►
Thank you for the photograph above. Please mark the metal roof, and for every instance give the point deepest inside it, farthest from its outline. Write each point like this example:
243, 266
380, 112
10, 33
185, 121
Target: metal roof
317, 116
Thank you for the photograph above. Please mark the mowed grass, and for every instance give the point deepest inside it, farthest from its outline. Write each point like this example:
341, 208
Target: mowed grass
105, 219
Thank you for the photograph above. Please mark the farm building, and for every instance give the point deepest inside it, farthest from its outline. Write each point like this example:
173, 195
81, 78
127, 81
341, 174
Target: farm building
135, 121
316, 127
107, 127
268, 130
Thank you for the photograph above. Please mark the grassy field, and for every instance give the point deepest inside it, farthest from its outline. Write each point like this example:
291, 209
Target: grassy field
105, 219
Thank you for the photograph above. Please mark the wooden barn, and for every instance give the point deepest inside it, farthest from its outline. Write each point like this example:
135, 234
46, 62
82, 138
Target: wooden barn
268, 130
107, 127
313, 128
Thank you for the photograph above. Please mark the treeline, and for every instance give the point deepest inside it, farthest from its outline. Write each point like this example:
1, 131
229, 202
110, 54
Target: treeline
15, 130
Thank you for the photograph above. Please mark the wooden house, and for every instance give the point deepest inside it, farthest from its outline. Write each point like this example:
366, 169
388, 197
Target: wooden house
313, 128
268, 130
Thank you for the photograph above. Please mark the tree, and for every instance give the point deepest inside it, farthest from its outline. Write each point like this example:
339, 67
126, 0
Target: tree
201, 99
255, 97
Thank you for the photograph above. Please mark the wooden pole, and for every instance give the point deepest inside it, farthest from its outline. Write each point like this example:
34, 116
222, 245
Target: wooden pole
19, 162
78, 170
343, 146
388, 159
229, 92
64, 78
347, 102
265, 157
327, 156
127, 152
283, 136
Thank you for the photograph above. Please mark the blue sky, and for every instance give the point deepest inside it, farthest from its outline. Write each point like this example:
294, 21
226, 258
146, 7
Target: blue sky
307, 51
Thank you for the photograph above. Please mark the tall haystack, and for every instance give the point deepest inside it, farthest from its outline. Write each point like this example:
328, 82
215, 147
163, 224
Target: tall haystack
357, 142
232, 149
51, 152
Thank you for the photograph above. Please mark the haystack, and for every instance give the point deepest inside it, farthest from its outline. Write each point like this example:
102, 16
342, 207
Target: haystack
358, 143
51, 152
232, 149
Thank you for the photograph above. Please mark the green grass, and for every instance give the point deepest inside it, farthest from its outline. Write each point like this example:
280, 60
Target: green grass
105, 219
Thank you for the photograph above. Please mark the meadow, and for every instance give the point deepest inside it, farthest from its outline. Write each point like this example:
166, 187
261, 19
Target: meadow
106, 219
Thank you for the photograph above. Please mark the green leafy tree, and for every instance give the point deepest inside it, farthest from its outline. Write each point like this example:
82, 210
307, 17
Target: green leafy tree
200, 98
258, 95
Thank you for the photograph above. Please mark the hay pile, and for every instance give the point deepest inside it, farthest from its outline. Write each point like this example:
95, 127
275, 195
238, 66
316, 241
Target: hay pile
◄
Given task: Only the lines from the one containing "Thank you for the photograph above. Please mark the blue" to the end of the records should be repeated, exactly as they appear.

Task solution:
Thank you for the photograph above. Please mark the blue sky, and for every instance give the point deepest inside it, farthest from its outline. Write each point like this example:
294, 21
226, 258
146, 7
Target: blue sky
307, 51
Thank you for the photograph above. Please mark the tall haystack, and for every instance give the point deepest inside it, farthest from its outline. Write each point like this example:
328, 82
215, 147
163, 224
Target: tall haystack
357, 142
232, 149
51, 152
Thank you for the photograph above. Please mark the haystack, and for every instance give the point deepest inside it, farthest from its outline. Write each point like this example:
102, 16
342, 207
Target: haystack
358, 143
51, 152
232, 149
Thank you for the photograph above. Please mark the green grass, and for every instance give the point deepest inside it, farthest from its outline. Write each point like this example:
280, 60
Target: green grass
105, 219
Thank you for the photograph above. Please mark the meadow, and for every instance give the point deepest inside it, farthest from its outline. Write each point like this example:
166, 187
261, 19
Target: meadow
106, 219
Thank you for the photograph above. Please mark the green leafy tree, and for every instance give the point deepest inside it, farthest from its outline. Write each point like this example:
82, 210
307, 17
Target: green leafy tree
200, 98
258, 95
Thank you for the photograph above. Please mark the hay pile, and for every instance give the point deepest inside it, farthest from its outline. Write each point like this example:
95, 127
275, 195
238, 66
316, 241
Target: hay pile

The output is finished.